## DESCRIPTION OF THE TASK
Copy the full listing exactly.
^^^^
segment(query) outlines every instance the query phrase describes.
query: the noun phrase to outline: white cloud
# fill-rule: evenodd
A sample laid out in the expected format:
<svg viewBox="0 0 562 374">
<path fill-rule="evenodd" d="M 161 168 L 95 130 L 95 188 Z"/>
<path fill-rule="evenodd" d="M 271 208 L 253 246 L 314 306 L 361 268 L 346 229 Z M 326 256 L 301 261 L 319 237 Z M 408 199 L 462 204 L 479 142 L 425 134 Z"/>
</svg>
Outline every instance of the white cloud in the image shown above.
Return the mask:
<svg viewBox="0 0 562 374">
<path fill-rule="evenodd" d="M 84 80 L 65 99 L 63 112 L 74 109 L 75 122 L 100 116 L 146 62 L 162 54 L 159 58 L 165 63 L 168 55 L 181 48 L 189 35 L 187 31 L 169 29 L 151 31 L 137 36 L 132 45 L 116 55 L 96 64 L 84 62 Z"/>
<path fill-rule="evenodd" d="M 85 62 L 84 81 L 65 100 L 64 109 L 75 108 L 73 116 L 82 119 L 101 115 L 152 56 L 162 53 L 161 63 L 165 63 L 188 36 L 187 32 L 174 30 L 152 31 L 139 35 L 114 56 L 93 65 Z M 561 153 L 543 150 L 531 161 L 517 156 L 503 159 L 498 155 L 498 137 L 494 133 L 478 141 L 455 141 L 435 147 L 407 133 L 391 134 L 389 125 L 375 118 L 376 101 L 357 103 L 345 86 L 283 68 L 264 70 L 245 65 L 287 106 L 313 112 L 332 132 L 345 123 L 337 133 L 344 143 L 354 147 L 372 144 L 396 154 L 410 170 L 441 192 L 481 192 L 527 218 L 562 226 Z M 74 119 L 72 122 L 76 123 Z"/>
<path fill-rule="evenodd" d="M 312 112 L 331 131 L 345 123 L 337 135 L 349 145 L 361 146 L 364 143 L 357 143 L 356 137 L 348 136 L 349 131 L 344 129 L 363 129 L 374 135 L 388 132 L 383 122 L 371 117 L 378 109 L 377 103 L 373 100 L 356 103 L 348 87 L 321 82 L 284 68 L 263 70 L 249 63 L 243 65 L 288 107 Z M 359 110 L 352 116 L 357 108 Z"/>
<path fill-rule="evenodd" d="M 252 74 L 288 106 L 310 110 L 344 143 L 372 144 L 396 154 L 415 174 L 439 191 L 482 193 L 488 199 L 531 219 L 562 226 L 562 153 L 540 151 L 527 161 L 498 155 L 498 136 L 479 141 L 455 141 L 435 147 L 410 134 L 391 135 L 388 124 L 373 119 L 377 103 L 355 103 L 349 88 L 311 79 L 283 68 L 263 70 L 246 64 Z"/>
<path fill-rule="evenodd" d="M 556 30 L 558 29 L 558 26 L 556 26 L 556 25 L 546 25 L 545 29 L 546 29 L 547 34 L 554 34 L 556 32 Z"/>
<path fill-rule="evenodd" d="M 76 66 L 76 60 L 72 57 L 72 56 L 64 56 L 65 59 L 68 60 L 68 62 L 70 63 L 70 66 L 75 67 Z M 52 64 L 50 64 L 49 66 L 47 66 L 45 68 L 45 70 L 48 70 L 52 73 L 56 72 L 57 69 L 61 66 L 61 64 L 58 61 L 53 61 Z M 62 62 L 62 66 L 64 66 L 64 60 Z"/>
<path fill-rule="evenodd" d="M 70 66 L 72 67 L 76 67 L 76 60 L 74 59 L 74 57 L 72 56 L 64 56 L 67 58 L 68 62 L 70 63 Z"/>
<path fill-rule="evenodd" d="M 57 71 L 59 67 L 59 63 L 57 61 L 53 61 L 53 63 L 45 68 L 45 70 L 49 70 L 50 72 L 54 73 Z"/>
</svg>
^^^^
## REPLY TO THE EXERCISE
segment(query) outlines every instance the query phrase describes.
query: the noun phrase to outline: white cloud
# fill-rule: evenodd
A sample laid out in the expected format:
<svg viewBox="0 0 562 374">
<path fill-rule="evenodd" d="M 161 168 L 95 130 L 95 188 Z"/>
<path fill-rule="evenodd" d="M 271 208 L 253 246 L 314 306 L 361 268 L 346 229 Z M 326 256 L 301 261 L 319 237 Z M 408 199 L 462 204 L 479 142 L 425 134 Z"/>
</svg>
Outline every instance of the white cloud in the image shown above.
Return the mask:
<svg viewBox="0 0 562 374">
<path fill-rule="evenodd" d="M 84 80 L 65 99 L 63 112 L 74 109 L 75 122 L 100 116 L 146 62 L 162 54 L 159 58 L 165 63 L 168 55 L 181 48 L 189 35 L 187 31 L 169 29 L 151 31 L 137 36 L 132 45 L 116 55 L 96 64 L 84 62 Z"/>
<path fill-rule="evenodd" d="M 85 62 L 84 81 L 65 100 L 64 109 L 75 108 L 73 116 L 82 119 L 101 115 L 152 56 L 162 53 L 161 63 L 165 63 L 188 36 L 187 32 L 174 30 L 152 31 L 139 35 L 114 56 L 93 65 Z M 561 153 L 543 150 L 531 161 L 517 156 L 503 159 L 498 155 L 498 137 L 494 133 L 478 141 L 455 141 L 435 147 L 407 133 L 391 134 L 389 125 L 375 118 L 376 101 L 357 103 L 345 86 L 283 68 L 264 70 L 245 65 L 287 106 L 313 112 L 332 132 L 345 123 L 337 133 L 344 143 L 354 147 L 372 144 L 396 154 L 410 170 L 441 192 L 481 192 L 527 218 L 562 226 Z M 74 119 L 72 122 L 76 123 Z"/>
<path fill-rule="evenodd" d="M 312 112 L 331 131 L 345 123 L 337 135 L 349 145 L 361 146 L 364 143 L 357 143 L 356 137 L 348 136 L 349 131 L 344 129 L 363 129 L 374 135 L 388 132 L 383 122 L 371 117 L 378 109 L 377 103 L 373 100 L 356 103 L 348 87 L 321 82 L 284 68 L 263 70 L 249 63 L 243 65 L 288 107 Z M 359 110 L 352 116 L 357 108 Z"/>
<path fill-rule="evenodd" d="M 252 74 L 288 106 L 310 110 L 344 143 L 372 144 L 396 154 L 415 174 L 439 191 L 482 193 L 488 199 L 531 219 L 562 226 L 562 153 L 540 151 L 527 161 L 498 155 L 498 136 L 479 141 L 455 141 L 435 147 L 410 134 L 391 135 L 388 124 L 373 119 L 377 103 L 355 103 L 349 88 L 311 79 L 283 68 L 263 70 L 246 64 Z"/>
<path fill-rule="evenodd" d="M 556 30 L 558 29 L 558 26 L 556 26 L 556 25 L 546 25 L 545 29 L 546 29 L 547 34 L 554 34 L 556 32 Z"/>
<path fill-rule="evenodd" d="M 76 66 L 76 60 L 72 57 L 72 56 L 64 56 L 65 59 L 68 60 L 68 62 L 70 63 L 70 66 L 75 67 Z M 52 64 L 50 64 L 49 66 L 47 66 L 45 68 L 45 70 L 48 70 L 52 73 L 56 72 L 57 69 L 61 66 L 61 64 L 58 61 L 53 61 Z M 62 62 L 62 66 L 64 66 L 64 60 Z"/>
<path fill-rule="evenodd" d="M 70 66 L 72 67 L 76 67 L 76 60 L 74 59 L 74 57 L 72 56 L 64 56 L 67 58 L 68 62 L 70 63 Z"/>
<path fill-rule="evenodd" d="M 57 71 L 59 67 L 59 63 L 57 61 L 53 61 L 53 63 L 45 68 L 45 70 L 49 70 L 50 72 L 54 73 Z"/>
</svg>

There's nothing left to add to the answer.